>> begin DATA SHOWN

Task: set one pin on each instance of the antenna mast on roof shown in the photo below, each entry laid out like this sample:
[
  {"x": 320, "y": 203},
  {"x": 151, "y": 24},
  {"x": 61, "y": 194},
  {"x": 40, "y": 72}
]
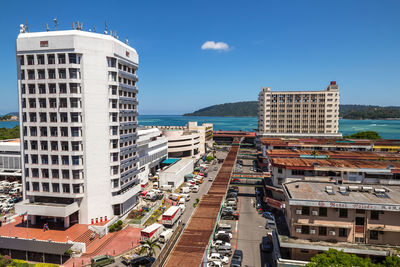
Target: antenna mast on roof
[{"x": 55, "y": 23}]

>> end DATA SHOWN

TASK TO COMPLETE:
Rewrite the listing with every "antenna mast" changed to "chimney" and everything else left the same, omitting the pictures.

OUTPUT:
Task: set one pin on each instance of the chimney on roof shown in the photo below, each entry laid out like this sample:
[
  {"x": 320, "y": 203},
  {"x": 151, "y": 24},
  {"x": 61, "y": 194},
  {"x": 40, "y": 72}
]
Target: chimney on roof
[{"x": 55, "y": 23}]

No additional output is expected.